---------- Data listing ----------

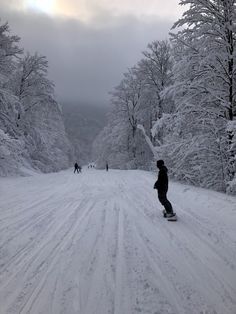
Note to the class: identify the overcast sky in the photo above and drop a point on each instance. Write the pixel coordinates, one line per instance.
(89, 43)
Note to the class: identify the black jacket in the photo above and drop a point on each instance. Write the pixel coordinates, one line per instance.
(162, 182)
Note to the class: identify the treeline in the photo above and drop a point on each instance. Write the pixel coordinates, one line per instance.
(179, 103)
(32, 133)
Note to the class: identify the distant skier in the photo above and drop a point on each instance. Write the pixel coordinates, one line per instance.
(76, 166)
(162, 187)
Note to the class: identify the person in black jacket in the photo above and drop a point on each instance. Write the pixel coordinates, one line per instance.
(76, 168)
(162, 187)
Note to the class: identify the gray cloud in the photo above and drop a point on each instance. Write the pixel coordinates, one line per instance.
(86, 60)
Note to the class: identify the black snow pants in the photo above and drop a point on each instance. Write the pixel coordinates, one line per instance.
(164, 201)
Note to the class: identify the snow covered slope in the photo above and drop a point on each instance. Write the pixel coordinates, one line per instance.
(96, 243)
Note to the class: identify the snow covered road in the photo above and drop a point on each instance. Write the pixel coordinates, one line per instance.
(96, 243)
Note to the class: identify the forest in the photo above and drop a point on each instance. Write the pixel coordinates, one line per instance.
(178, 103)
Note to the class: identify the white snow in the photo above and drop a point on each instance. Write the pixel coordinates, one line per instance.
(96, 243)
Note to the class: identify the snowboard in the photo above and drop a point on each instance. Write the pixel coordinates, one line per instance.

----------

Exercise directions
Can you reproduce every line of the listing above word for word, leaving out the pictures?

Response below
Note to the class: identify the overcast sky in the photo above and drop a point on each instance. Write the pixel coordinates, one line per instance.
(89, 43)
Note to the class: identify the black jacket in the photo above and drop a point on each instance. Write the pixel coordinates, one line per instance.
(162, 182)
Note to the class: identify the treeline in the photo above and drop a point on each instance. Write the pixel coordinates, one line per instance.
(179, 103)
(32, 133)
Note to the class: identify the distant skier in the photo above and drop a point on each instance. Write the pixel coordinates, one line per instance.
(76, 166)
(162, 187)
Note to the class: identify the person in black jacket in the photo above and drop a point on each instance. Write the pixel coordinates, one line per instance.
(76, 168)
(162, 187)
Note to the class: identify the gray cloud in the photo above and drop a point on each instance. Write the pixel coordinates, one line per instance.
(86, 60)
Note to the class: identify the black snow pants in the photo above and drop a point on each instance. Write the pixel coordinates, one line per instance.
(164, 201)
Note to the class: identify the snow covered slope in the photo above and drop a point on each instance. Write the pixel coordinates, one line per instance.
(96, 243)
Note to the class: identify the snow covered road in the photo above and drop a point on each instance. Write the pixel coordinates, one line per instance.
(96, 243)
Note to the class: identify the forest in the photo above and drop a point on each instance. Write the pixel coordinates, one line per instance.
(178, 103)
Note to the class: identify the white snow in the photo above and drop a point on each instance. Write the pixel coordinates, one line per instance.
(96, 243)
Note to the class: identify the snowboard in the photo above and drop a point on each instance. Write the pixel coordinates, one line per instance.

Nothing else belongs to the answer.